-- start of Recorded information --

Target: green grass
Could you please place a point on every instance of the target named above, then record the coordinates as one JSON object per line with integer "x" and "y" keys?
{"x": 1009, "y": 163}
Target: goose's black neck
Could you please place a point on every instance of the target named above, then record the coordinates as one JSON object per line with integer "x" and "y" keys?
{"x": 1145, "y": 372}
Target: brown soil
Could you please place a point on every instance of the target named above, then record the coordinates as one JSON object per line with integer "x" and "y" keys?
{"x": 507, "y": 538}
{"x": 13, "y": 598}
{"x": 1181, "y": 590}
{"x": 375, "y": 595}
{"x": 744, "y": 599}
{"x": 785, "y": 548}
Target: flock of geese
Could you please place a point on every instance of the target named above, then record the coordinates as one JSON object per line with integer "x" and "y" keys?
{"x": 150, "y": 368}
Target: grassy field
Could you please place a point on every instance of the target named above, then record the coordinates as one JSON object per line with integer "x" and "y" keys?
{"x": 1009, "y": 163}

-- end of Recorded information --

- **What the task requires**:
Retype every line of the records above, changing nothing.

- **Exercise result**:
Target: green grass
Could you please place a point on every instance of the target named above, then record the coordinates as one JSON object per line with integer "x" and "y" keys?
{"x": 1009, "y": 163}
Target: goose's black neck
Could you please place a point on every instance of the target named above, then record the coordinates as one JSON object per line with integer "x" and "y" keys?
{"x": 1145, "y": 372}
Target: brown soil
Could you please place a point on every instance of the target named above, then record the coordinates as one JSON object per line with integer "x" and "y" keys?
{"x": 507, "y": 538}
{"x": 13, "y": 598}
{"x": 1181, "y": 590}
{"x": 375, "y": 595}
{"x": 744, "y": 599}
{"x": 785, "y": 548}
Target: flock of geese
Could you please place a point on every instance of the target named above, then record the coordinates as one JSON object per line with integer "x" and "y" keys?
{"x": 150, "y": 368}
Target: grassy field
Could you please place a point on every instance of the target named above, then record the coordinates as one JSON object per line with integer "x" and "y" keys?
{"x": 1009, "y": 163}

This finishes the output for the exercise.